Each record must be reproduced exactly as it is shown.
** BEGIN **
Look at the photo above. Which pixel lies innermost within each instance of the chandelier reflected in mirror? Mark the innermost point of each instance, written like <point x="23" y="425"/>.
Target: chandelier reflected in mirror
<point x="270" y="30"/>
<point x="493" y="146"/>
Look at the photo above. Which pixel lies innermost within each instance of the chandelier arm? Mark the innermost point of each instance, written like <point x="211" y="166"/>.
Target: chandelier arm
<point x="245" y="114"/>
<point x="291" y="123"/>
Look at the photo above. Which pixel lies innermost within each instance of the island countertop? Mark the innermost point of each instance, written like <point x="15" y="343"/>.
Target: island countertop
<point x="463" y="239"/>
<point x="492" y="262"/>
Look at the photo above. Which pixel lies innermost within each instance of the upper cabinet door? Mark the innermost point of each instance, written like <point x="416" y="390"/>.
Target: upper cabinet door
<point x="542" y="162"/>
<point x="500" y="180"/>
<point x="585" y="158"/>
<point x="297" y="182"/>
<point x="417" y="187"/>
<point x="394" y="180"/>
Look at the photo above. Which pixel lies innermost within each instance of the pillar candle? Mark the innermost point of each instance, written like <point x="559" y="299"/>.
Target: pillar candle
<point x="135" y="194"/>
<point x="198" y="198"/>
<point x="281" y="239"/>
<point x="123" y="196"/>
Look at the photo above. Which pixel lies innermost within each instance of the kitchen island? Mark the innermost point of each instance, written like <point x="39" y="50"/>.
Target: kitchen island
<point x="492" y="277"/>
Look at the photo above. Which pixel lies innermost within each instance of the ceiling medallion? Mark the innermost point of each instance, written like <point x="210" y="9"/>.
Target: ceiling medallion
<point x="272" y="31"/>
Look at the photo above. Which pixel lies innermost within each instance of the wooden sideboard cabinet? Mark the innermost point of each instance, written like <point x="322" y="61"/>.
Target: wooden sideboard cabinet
** END **
### [Reply]
Look at the photo above. Which pixel lies innermost within each instance of the chandelier reflected in mirror? Mark the innermost point of each instance, written like <point x="23" y="425"/>.
Target: chandelier reflected in mirror
<point x="270" y="30"/>
<point x="493" y="146"/>
Look at the photo above. Which pixel lies innermost within each instance of the chandelier arm? Mark the innermost point of each instance, written like <point x="211" y="166"/>.
Target: chandelier arm
<point x="245" y="114"/>
<point x="291" y="123"/>
Look at the photo above. Which pixel lies innermost within each instance of the island countertop? Mark the innermost point of each instance, written like <point x="15" y="343"/>.
Target: island countertop
<point x="463" y="239"/>
<point x="492" y="262"/>
Look at the photo above. Which pixel lies innermost within each instance of the upper cabinet door? Mark the innermost point of each instance, written like <point x="416" y="390"/>.
Target: upper cabinet door
<point x="542" y="162"/>
<point x="500" y="180"/>
<point x="585" y="158"/>
<point x="297" y="182"/>
<point x="417" y="187"/>
<point x="394" y="180"/>
Look at the photo above. Which pixel lies innermost within each instance of the pillar candle? Mark the innermost point of each instance, written like <point x="559" y="299"/>.
Target: pillar candle
<point x="135" y="194"/>
<point x="198" y="198"/>
<point x="281" y="239"/>
<point x="123" y="196"/>
Look at the photo above. Which pixel lies innermost within each instance of the kitchen island? Mark the innermost point of each instance, written like <point x="39" y="50"/>.
Target: kitchen island
<point x="492" y="277"/>
Look at the photo above. Which pixel lies innermost within each instance of the ceiling medallion? Mark the innermost point of each instance, written like <point x="210" y="9"/>.
Target: ceiling medallion
<point x="272" y="31"/>
Look at the photo above. Which pixel lies innermost within each instance of the wooden sideboard cabinet? Mark the innermost point of each instance, written like <point x="322" y="61"/>.
Target: wooden sideboard cabinet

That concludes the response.